* WHAT THIS TASK INVOLVES
For every line in the records below that contains the word "door", add one to a count, and report only that count.

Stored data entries

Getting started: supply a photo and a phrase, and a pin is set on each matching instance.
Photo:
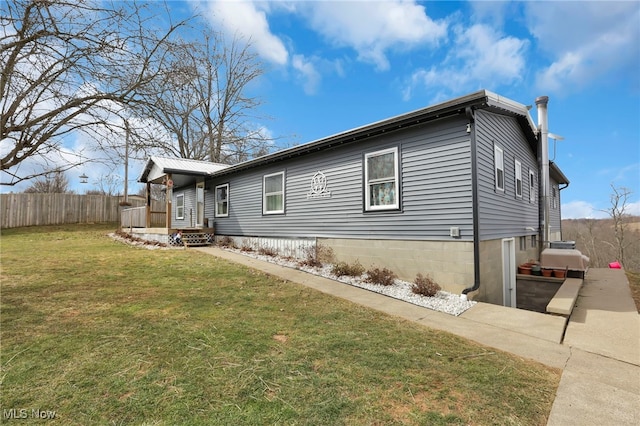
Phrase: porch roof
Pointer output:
(182, 169)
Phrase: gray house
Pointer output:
(455, 190)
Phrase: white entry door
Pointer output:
(509, 272)
(200, 204)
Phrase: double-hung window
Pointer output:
(498, 161)
(180, 206)
(222, 200)
(273, 193)
(518, 181)
(532, 186)
(382, 188)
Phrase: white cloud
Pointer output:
(480, 56)
(308, 73)
(586, 41)
(634, 208)
(373, 28)
(249, 19)
(581, 209)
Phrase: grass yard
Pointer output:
(104, 333)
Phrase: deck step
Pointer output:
(195, 239)
(565, 298)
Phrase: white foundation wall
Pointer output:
(449, 263)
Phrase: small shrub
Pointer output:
(246, 246)
(425, 286)
(382, 276)
(227, 241)
(268, 251)
(343, 268)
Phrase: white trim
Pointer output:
(393, 196)
(225, 201)
(179, 206)
(498, 165)
(532, 186)
(271, 194)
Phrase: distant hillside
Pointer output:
(596, 239)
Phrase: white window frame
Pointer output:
(180, 206)
(220, 202)
(532, 186)
(498, 165)
(517, 168)
(266, 194)
(392, 183)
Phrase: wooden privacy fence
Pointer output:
(56, 209)
(136, 217)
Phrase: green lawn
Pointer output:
(104, 333)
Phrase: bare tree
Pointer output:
(62, 72)
(51, 183)
(202, 100)
(618, 213)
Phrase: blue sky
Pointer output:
(335, 65)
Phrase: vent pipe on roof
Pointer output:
(543, 141)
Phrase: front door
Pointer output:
(509, 272)
(199, 204)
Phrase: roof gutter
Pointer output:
(474, 201)
(543, 135)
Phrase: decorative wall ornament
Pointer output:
(318, 188)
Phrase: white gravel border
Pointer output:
(443, 301)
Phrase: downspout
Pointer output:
(543, 142)
(474, 201)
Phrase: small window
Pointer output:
(180, 206)
(381, 180)
(498, 159)
(222, 200)
(273, 193)
(532, 186)
(518, 173)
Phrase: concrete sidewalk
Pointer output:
(599, 356)
(600, 383)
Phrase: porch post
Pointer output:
(168, 196)
(148, 207)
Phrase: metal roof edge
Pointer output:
(557, 173)
(456, 105)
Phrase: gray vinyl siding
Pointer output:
(435, 188)
(502, 214)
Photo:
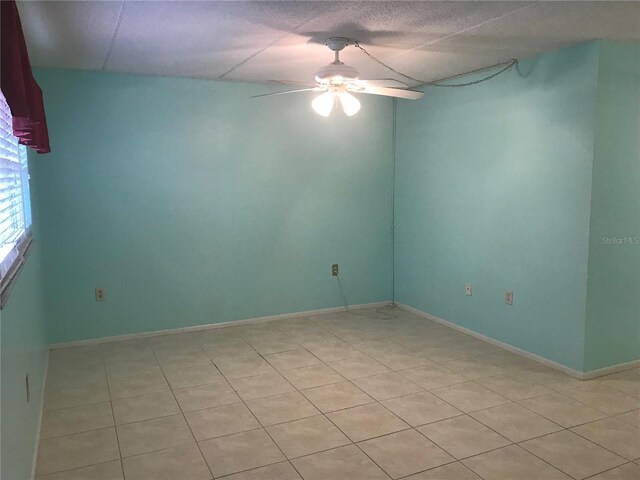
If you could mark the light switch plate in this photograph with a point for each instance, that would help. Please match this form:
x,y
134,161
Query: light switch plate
x,y
100,294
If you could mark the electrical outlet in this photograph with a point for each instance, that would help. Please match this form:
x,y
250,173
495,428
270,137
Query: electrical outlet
x,y
508,297
100,294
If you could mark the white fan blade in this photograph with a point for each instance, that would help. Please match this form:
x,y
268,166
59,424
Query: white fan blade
x,y
314,89
381,82
293,82
392,92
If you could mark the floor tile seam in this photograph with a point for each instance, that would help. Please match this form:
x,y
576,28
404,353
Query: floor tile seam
x,y
603,447
609,469
259,423
81,466
518,402
511,442
37,477
548,461
184,418
527,451
560,429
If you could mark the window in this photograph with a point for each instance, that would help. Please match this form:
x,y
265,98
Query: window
x,y
15,207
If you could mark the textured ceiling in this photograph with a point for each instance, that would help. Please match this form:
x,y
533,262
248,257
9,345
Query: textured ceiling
x,y
281,40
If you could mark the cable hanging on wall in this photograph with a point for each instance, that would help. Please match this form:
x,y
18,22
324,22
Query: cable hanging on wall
x,y
438,83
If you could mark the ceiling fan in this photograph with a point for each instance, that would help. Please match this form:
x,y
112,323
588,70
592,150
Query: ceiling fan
x,y
338,81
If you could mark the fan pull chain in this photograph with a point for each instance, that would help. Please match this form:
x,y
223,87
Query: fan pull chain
x,y
437,83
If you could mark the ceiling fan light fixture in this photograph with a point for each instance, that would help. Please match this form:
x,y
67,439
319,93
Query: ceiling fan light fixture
x,y
350,104
323,104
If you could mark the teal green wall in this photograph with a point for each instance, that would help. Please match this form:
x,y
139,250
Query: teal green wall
x,y
613,301
23,350
493,187
191,203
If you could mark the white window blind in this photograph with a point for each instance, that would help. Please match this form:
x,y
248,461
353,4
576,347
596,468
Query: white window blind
x,y
15,207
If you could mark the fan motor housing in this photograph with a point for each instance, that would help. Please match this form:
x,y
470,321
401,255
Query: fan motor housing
x,y
336,72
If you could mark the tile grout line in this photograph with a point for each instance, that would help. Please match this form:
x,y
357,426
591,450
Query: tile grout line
x,y
184,418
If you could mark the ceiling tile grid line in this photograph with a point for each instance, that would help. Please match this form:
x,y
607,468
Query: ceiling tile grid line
x,y
115,34
251,57
259,41
499,17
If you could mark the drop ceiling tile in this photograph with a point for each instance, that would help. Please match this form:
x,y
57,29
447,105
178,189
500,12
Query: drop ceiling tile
x,y
200,39
69,34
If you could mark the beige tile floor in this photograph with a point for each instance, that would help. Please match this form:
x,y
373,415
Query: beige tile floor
x,y
375,395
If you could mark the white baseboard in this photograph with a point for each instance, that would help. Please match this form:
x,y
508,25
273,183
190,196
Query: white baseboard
x,y
545,361
195,328
621,367
34,462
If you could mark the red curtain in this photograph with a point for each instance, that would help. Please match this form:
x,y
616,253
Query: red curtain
x,y
18,86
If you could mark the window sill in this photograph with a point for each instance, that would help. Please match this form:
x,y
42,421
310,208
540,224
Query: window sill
x,y
9,278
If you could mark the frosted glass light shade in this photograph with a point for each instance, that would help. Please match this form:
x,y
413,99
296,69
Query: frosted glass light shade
x,y
323,104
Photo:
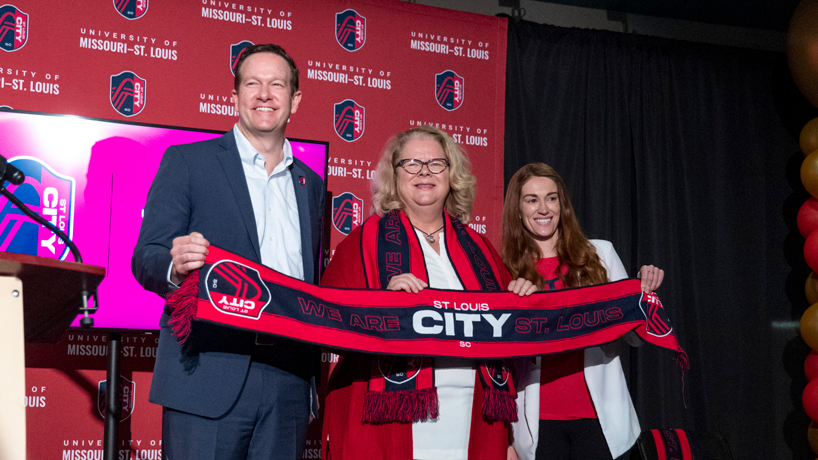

* EXERCISE OUTPUT
2